§ ТЕКСТ
- - -

ХРИСТИАНСКИЕ ПРАВЕДНИКИ

ЦЕРКОВЬ
И ГОСУДАРСТВО


СТРАНИЦЫ ИСТОРИИ

ВОСПОМИНАНИЯ
И ДНЕВНИКИ


ВСЕХ ИХ СОЗДАЛ БОГ

СОВЕТЫ ВРАЧА

БИБЛИОТЕКА

СТРАНИЦА РЕГЕНТА

ФОТОГАЛЕРЕИ

ДУХОВЕНСТВО ХРАМА

НАШИ РЕКВИЗИТЫ

КОНТАКТЫ

ССЫЛКИ

 


 


  Веб-портал "Ортодоксия" | Венгерская епархия | Офенская духовная миссия

Протоиерей-психолог Андрей Лоргус: Миф помогает людям выжить
Источник: РИА Новости

Ректор Института христианской психологии протоиерей Андрей Лоргус рассказал в интервью РИА Новости, что такое миф и какова его роль в нашей жизни, особенно в условиях информационной войны, когда все ее участники обвиняют противоположную сторону в создании ложной, мифологической картины происходящего. Беседовала Марина Борисова

Миф обслуживает страх
- Отец Андрей, мифом зачастую называют самые разные вещи. С какой трактовкой чаще всего сталкиваетесь вы?
— Психология и идеология исходят из гипотезы, что миф обслуживает определенные потребности человека, в том числе и неосознаваемые. Самый простой вариант — это когда он обслуживает страх. Ведь страх, который испытывает человек, племя, народ, вполне может быть понят рационально, а может — через миф. И благодаря работе мифа, людям становится легче, у них появляется ощущение, что они знают, где выход, знают, что надо делать.

- - -

§ РАЗДЕЛ ДАННЫХ
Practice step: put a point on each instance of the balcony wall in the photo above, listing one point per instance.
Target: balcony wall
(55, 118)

- - -

§ ЗАДАНИЕ
Продолжите интервью о мифе и страхе, начав сразу после последней фразы ответа отца Андрея.

§ ОТВЕТ
Типичный пример – Вавилонская башня. Ее строителей воодушевлял миф, что если они построят эту башню, то достигнут такой неимоверной реализации человеческого бытия, что, по сути дела, станут повелителями Вселенной — богами. Главное — договориться и создать правильный проект.
- Но это же та модель, по которой развиваются все цивилизации.
— Одна из моделей. Например, когда начинается война и народ понимает, что, если он не создаст современную боеспособную армию со всеми ее тылами, заводами и так далее, он не выживет. И народ создает такую армию и побеждает. И это – не миф. Это – реалистическое отношение к действительности. И когда человек понимает, что, если он не посеет пшеницу, то он на следующий год будет голодать, – это реальность. Но в той же ситуации можно жить мифом, что, если мы не отнимем хлеб у соседней деревни, которая забрала наш хлеб, мы умрем с голода.
- А как объяснить, что Советский Союз, в 30-е годы живший мифом о том, что он в кольце врагов, строил армию и оборонные заводы и повышал боеспособность населения, к войне оказался не готов, и боеспособную армию и военную промышленность пришлось создавать «с колес» уже во время войны?
— Вот если бы этот миф продолжал жить и во время войны, страна бы погибла. Но в том-то и заключается мудрость народа, что в тот момент он перешел от мифа к реальности. И выстроил совершенно адекватное к ней отношение: что нужно немедленно создавать, почти заново, оборонную промышленность, нужно создавать заново армию, иначе мы погибнем. И благодаря этому война была выиграна. А вот довоенное строительство армии опиралось на миф. Правда, Сталин-то руководствовался не мифом, а просто другой реальностью – он ведь собирался не обороняться, он собирался завоевывать мир. Его идеи требовали совершенно другой армии, он эту другую армию и создавал. А для народа запускался миф. «Мы победим, потому что мы сильнее и правильнее, и не надо нам тылов и заводов. Шапками закидаем!» Вот это — работа мифа.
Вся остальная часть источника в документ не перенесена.